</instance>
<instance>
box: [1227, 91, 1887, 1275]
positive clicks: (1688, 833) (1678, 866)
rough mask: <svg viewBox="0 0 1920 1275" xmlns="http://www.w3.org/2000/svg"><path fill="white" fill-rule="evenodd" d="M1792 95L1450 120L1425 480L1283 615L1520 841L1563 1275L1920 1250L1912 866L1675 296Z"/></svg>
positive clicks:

WORK REQUIRED:
Set out every line of the records above as a numbered list, omitting any blank lines.

WRITTEN RESPONSE:
1. </instance>
2. <instance>
3. box: [1227, 91, 1887, 1275]
4. positive clicks: (1688, 833) (1678, 866)
5. rough mask: <svg viewBox="0 0 1920 1275" xmlns="http://www.w3.org/2000/svg"><path fill="white" fill-rule="evenodd" d="M1792 95L1450 120L1425 480L1283 615L1520 841L1563 1275L1920 1250L1912 866L1675 296Z"/></svg>
6. positive clicks:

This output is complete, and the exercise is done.